--- ZADANIA DO ĆWICZENIA ---
A - Odpowiedz na podstawie wpisu o Berlinie na poniższe pytania:
(i) Na którym piętrze kamienicy nie dochodziło wifi?
(ii) Ile kosztowało parkowanie w Charlottenburgu?
(iii) Z jakiego serwisu wydrukowano dojazd do hotelu?
B - Wypisz z wpisu o Berlinie fragment od słów „Z okna samochodu.” aż do słów „za pewną przesadę).” włącznie.

--- CYTOWANY FRAGMENT ---
● ● ● ● ● ● ●
Z okna samochodu.
- Ryby - Żywe - Wędzone - Otwarte
- BAR RYBY
- Ciężarówka z napisem TRANSMLECZ
Ta ruda metalówa, co ma bloga o gotowaniu
Zrobiłam sobie notatki na okoliczność bycia off-line w samochodzie w notesiku w koty od siwej (zasadniczo mogłabym być on-line, bo TŻ skuszony informacją, że w hostelu jest[1] free wifi zabrał laptopa, ale uznałam to za pewną przesadę).
[1] Jest, ale w okolicy recepcji i pewnie jakiejś sali okolicznej. Na IV piętrze kamienicy nie dochodziło (tym razem udało mi się nie skręcić kostki, więc IV piętro nie było aż tak przerażające). Berolinę [2024 - link nieaktualny] gorąco polecam (dzięki, Agg). Wykorzystano taki sam pomysł jak w czeskim "U Semika" i w węgierskich CityApartments - stara kamienica wyremontowana i przerobiona na pokoje gościnne. Bardzo czysto, łazienki wspólne, ale blisko i niekrępujace (oczywiście bardziej błyskotliwe ode mnie osoby zorientują się, że są i damskie (z babeczką na drzwiach i z kubełkiem w toalecie), i męskie (z odpowiednim chłopyszkiem i pisuarem) i pójdą do właściwej, a nie do tej bliżej. Widok na wnętrze studni i ścianę, więc jak kto wrażliwy, to można prosić o pokój z widokiem. Dają ręczniki, co jest niebagatelną zaletą dla sklerotyków, które notorycznie o ręcznikach zapominają.
Parkowanie w Charlottenburgu 1e/h. Obiad dla trzech osób w typisz niemieckiej knajpce z tradycjami przy Wilmersdorfer Strasse - 31e. Berlin pachnący lipami - bezcenny.
Mam słabość do Berlina. Wygląda tak, jak większość polskich miast mogłoby wyglądać - czysty, odremontowany, z doskonałymi drogami (niniejszym chciałam gorąco pozdrowić serwis map24.de, z którego wydrukowałam sobie dojazd z do hotelu w formie prostych instrukcji dla ciemnoty i który, mimo że ni cholery nie zgadzał mi się z mapą[2], okazał się być dojazdem genialnym, prostym i w zasadzie uniemożliwiającym błądzenie) i przemyślany. Berlińskie metro U-bahn pozwala na przemieszczanie się z dowolnego miejsca w dowolne inne miejsce w obrębie miasta i okolic.
● ● ● ● ● ● ●
--- WYCINEK DANYCH ---

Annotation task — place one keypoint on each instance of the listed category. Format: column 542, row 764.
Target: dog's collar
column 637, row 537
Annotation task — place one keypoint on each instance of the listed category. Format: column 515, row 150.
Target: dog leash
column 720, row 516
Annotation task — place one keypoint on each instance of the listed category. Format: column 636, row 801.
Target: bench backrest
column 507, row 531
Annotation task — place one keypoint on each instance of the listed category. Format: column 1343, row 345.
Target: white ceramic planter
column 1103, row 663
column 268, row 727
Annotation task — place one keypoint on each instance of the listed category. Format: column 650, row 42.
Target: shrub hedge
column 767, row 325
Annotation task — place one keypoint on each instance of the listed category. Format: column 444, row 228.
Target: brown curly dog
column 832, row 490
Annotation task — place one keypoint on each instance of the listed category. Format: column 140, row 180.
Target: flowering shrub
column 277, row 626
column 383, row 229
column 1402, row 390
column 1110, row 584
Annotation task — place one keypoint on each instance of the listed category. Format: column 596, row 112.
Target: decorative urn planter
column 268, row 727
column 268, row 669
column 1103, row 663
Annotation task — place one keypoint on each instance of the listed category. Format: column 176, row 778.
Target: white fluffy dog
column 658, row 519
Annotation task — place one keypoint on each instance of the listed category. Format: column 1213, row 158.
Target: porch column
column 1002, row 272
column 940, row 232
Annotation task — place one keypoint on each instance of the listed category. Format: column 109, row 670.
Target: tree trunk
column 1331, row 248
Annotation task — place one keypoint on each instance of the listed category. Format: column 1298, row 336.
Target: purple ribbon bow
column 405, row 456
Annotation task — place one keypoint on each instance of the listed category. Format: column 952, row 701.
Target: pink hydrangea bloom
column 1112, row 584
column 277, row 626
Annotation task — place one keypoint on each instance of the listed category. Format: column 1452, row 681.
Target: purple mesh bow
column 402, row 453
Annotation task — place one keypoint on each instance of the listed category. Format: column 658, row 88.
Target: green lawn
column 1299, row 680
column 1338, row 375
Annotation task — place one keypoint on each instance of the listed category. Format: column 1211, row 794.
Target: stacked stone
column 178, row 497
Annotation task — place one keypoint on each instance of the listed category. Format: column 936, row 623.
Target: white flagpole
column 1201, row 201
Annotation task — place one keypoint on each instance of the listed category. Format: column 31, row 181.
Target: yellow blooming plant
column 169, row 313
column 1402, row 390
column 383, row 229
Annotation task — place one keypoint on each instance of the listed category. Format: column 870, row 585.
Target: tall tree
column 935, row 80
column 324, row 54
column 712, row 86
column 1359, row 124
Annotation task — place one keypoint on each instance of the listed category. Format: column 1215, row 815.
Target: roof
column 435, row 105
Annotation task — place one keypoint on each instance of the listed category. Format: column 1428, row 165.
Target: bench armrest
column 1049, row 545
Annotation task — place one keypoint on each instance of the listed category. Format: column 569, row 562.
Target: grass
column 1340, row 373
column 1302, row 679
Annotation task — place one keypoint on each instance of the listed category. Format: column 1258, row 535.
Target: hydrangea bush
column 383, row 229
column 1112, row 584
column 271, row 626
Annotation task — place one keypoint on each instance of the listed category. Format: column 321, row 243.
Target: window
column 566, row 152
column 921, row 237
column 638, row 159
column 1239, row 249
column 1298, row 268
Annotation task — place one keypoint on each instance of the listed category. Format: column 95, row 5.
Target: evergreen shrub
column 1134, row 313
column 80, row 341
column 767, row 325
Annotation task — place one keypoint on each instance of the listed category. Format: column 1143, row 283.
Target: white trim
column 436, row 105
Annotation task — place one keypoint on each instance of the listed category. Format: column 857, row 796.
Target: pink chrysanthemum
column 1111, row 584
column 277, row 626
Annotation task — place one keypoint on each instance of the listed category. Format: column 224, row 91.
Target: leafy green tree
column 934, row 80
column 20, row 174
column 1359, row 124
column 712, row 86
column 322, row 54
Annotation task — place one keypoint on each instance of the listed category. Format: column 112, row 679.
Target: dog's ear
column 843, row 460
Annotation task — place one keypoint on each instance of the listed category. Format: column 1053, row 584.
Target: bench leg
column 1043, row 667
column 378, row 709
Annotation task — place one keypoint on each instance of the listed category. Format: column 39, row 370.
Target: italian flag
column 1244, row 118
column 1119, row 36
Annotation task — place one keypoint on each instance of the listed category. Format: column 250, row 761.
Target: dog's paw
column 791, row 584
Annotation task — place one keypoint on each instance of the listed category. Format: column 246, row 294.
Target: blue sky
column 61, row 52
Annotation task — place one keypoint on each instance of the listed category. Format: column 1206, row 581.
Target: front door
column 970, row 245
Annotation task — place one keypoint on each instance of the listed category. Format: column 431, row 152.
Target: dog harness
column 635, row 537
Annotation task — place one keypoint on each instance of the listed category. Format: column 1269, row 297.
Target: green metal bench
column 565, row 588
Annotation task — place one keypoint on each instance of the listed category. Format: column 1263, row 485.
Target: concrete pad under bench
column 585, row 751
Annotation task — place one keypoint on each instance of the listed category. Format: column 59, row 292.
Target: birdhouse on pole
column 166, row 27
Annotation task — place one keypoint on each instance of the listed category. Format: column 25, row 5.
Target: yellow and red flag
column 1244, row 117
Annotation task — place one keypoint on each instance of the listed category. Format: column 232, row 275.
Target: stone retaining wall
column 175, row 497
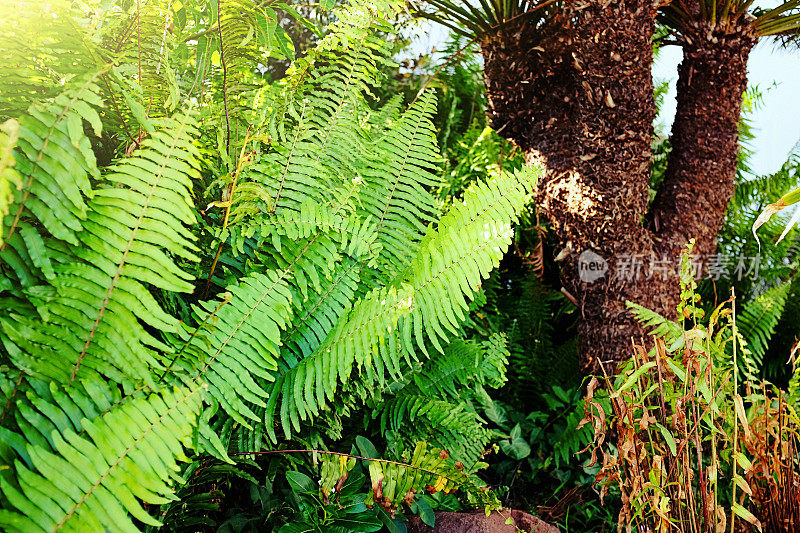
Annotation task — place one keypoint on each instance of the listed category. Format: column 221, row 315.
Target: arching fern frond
column 397, row 182
column 757, row 320
column 393, row 322
column 95, row 480
column 55, row 161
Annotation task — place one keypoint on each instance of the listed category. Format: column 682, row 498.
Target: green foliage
column 94, row 480
column 323, row 276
● ● ● ● ● ● ●
--- ROZWIĄZANIA ZADAŃ ---
A -
(i) Na IV piętrze.
(ii) 1e/h.
(iii) Z serwisu map24.de.

B -
Z okna samochodu.
- Ryby - Żywe - Wędzone - Otwarte
- BAR RYBY
- Ciężarówka z napisem TRANSMLECZ
Ta ruda metalówa, co ma bloga o gotowaniu
Zrobiłam sobie notatki na okoliczność bycia off-line w samochodzie w notesiku w koty od siwej (zasadniczo mogłabym być on-line, bo TŻ skuszony informacją, że w hostelu jest[1] free wifi zabrał laptopa, ale uznałam to za pewną przesadę).